Format the lines below as a two-column CSV with the headers "prompt" and "reply", one row per line, placing its text and its answer each in a single quoted field with line breaks replaced by spaces. Leave the pictures out of the output.

BEGIN Information supplied

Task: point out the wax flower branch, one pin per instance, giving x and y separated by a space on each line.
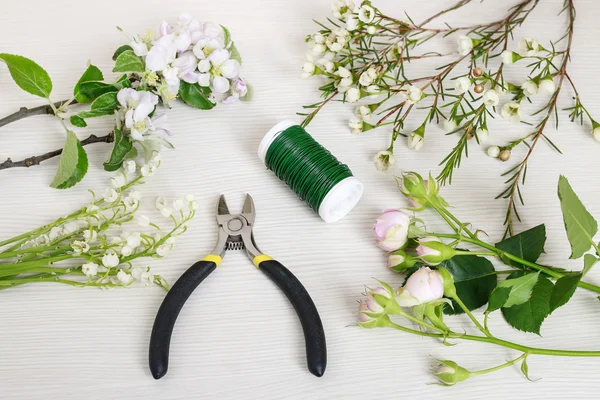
444 278
99 244
363 54
196 62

END Information supplied

• **Correct response**
prompt,reply
"Task: point out the wax flower branch, one pin per instance, giving x and y separated by a space on each line.","444 278 99 244 363 54 196 62"